◆ Source
Though batch submission is the most common and most efficient way to take advantage of our clusters, interactive jobs are also supported. These can be useful for things like:

  • Data exploration at the command line
  • Interactive "console tools" like R and iPython
  • Significant software development, debugging, or compiling

You can start an interactive session on a compute node with salloc. In the following example we request two tasks, which corresponds to two CPU cores, for an hour:

[name@login ~]$ salloc --time=1:0:0 --ntasks=2 --account=def-someuser
salloc: Granted job allocation 1234567
[name@node01 ~]$ ...             # do some work
[name@node01 ~]$ exit            # terminate the allocation
salloc: Relinquishing job allocation 1234567

Interactive jobs of up to 24 hours are possible, but we strongly recommend that you restrict your interactive job requests to 3 hours or less.

Monitoring jobs

By default squeue will show all the jobs the scheduler is managing at the moment. It may run much faster if you ask only about your own jobs with

squeue -u <username>

You can show only running jobs, or only pending jobs:

squeue -u <username> -t RUNNING
squeue -u <username> -t PENDING

You can show detailed information for a specific job with scontrol:

scontrol show job -dd <jobid>

Find information about a completed job with sacct, and optionally, control what it prints using --format:

sacct -j <jobid>
sacct -j <jobid> --format=JobID,JobName,MaxRSS,Elapsed

If a node fails while running a job, the job may be restarted. sacct will normally show you only the record for the last (presumably successful) run. If you wish to see all records related to a given job, add the --duplicates option.

Use the MaxRSS accounting field to determine how much memory a job needed. The value returned will be the largest resident set size for any of the tasks. If you want to know which task and node this occurred on, print the MaxRSSTask and MaxRSSNode fields also.

The sstat command works on a running job much the same way that sacct works on a completed job.

You can ask to be notified by email of certain job conditions by supplying options to sbatch:

#SBATCH --mail-user=<email_address>
#SBATCH --mail-type=BEGIN
#SBATCH --mail-type=END
#SBATCH --mail-type=FAIL
#SBATCH --mail-type=REQUEUE
#SBATCH --mail-type=ALL

Cancelling jobs

Use scancel with the job ID to cancel a job:

 scancel <jobid>

You can also use it to cancel all your jobs, or all your pending jobs:

scancel -u <username>
scancel -t PENDING -u <username>

Resubmitting jobs for long running computations

When a computation is going to require a long time to complete, so long that it cannot be done within the time limits on the system, the application you are running must support checkpointing. The application should be able to save its state to a file, called a checkpoint file, and then it should be able to restart and continue the computation from that saved state.

◆ Exercise requirements
According to the guide to cluster jobs, what option makes sacct show all records related to a given job? Use only the guide to cluster jobs to answer.

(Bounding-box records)
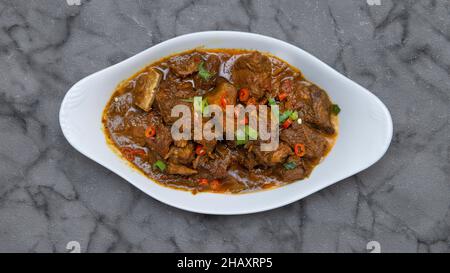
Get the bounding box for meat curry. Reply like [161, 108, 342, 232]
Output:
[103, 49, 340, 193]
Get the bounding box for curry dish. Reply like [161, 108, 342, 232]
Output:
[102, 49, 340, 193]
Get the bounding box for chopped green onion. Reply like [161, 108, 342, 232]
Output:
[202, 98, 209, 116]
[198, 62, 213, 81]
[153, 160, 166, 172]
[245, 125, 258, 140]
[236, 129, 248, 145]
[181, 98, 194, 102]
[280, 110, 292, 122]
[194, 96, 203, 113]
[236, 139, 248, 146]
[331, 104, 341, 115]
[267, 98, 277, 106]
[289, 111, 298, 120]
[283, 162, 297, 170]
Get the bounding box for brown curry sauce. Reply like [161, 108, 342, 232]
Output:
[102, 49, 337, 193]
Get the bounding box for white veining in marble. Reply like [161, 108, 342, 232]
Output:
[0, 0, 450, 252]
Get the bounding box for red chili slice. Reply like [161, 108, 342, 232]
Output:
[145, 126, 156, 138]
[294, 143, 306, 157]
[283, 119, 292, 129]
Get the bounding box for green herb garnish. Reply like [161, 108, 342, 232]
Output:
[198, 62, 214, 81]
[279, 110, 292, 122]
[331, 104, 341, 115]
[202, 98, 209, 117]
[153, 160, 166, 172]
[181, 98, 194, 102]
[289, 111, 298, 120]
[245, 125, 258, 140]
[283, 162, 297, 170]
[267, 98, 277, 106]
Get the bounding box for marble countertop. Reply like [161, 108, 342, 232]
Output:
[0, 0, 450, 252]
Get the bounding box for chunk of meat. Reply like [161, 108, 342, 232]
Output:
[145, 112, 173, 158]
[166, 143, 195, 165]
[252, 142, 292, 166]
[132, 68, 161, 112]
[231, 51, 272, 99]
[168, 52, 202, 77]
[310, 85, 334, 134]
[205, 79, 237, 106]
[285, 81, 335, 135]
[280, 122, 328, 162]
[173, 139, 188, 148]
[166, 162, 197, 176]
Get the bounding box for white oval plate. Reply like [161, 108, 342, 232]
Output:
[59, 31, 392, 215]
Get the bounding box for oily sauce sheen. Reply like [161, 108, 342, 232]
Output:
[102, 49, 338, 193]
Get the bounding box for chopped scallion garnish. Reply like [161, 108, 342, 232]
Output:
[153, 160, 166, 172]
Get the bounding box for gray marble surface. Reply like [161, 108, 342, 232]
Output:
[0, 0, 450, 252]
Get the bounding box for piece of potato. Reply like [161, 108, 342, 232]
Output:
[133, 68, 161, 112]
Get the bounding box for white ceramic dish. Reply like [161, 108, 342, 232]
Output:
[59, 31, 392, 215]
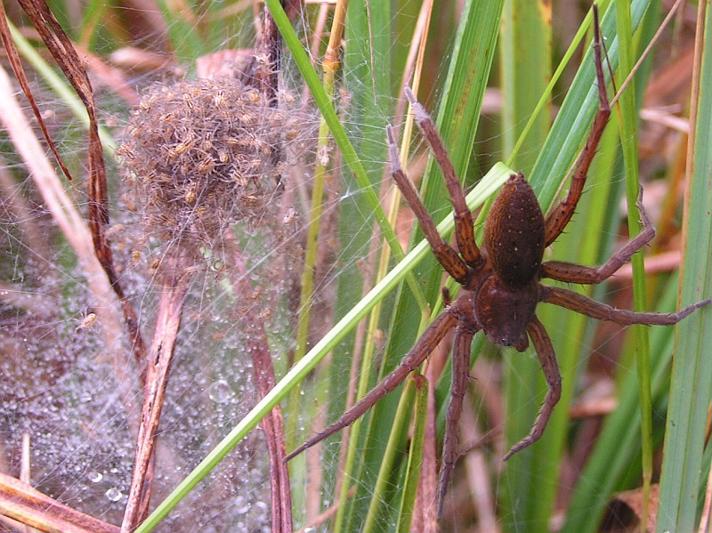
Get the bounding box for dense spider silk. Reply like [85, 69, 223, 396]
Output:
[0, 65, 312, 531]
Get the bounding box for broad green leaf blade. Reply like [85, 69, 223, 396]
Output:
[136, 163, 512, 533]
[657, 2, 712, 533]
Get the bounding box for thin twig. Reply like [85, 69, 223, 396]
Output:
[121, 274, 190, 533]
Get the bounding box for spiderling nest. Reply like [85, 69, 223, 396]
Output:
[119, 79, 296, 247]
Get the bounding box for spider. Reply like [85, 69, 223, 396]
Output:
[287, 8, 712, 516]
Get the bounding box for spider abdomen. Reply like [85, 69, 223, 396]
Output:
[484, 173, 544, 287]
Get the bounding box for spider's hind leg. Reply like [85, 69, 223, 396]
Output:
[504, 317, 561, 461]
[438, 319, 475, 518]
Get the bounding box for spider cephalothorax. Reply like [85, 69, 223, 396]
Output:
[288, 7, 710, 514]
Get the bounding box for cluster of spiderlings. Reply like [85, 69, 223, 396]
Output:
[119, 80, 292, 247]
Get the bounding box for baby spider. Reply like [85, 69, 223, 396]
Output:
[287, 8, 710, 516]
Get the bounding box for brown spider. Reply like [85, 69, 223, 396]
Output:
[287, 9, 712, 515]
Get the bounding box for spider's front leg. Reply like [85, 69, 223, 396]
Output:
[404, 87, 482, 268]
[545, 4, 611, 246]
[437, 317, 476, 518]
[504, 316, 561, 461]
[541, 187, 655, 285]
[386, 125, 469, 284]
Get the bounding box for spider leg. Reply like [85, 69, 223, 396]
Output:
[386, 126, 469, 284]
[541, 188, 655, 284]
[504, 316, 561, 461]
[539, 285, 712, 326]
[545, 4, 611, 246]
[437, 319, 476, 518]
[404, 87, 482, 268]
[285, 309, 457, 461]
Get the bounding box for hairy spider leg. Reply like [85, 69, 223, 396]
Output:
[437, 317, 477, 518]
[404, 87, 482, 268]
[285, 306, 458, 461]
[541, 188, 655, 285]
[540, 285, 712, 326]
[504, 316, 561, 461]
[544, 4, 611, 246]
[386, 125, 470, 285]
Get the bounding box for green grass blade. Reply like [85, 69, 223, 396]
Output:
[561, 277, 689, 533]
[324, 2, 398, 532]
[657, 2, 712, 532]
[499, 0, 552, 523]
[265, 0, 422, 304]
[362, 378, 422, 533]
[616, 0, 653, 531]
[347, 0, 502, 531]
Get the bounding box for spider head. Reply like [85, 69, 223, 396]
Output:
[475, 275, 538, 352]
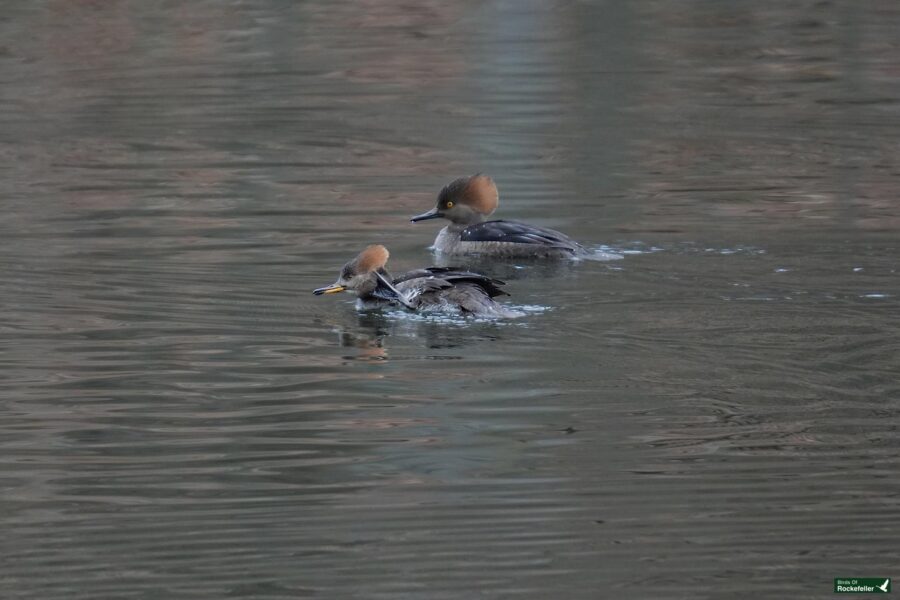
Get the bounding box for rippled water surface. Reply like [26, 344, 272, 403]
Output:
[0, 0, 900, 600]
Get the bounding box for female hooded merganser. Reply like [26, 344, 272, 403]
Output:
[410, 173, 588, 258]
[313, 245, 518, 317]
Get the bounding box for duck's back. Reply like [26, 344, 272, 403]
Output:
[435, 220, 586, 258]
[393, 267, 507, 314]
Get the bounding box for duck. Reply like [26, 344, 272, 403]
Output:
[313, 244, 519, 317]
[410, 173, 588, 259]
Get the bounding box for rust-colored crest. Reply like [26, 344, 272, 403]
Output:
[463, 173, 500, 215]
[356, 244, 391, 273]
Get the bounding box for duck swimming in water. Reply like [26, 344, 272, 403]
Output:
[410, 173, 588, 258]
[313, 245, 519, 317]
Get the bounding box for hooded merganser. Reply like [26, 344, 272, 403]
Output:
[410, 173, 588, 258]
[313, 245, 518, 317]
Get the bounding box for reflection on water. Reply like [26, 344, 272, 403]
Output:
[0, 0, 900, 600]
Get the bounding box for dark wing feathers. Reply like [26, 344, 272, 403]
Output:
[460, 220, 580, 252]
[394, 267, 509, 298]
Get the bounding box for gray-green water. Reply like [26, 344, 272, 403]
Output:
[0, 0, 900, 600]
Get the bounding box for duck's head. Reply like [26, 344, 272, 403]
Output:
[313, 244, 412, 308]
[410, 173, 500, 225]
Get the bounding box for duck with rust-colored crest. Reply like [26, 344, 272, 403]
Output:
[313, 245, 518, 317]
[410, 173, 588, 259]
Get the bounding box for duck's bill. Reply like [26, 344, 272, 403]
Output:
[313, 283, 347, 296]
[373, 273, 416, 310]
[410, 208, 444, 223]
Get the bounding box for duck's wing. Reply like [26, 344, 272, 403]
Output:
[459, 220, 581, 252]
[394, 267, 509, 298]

◆ Task answer
The --duplicates option.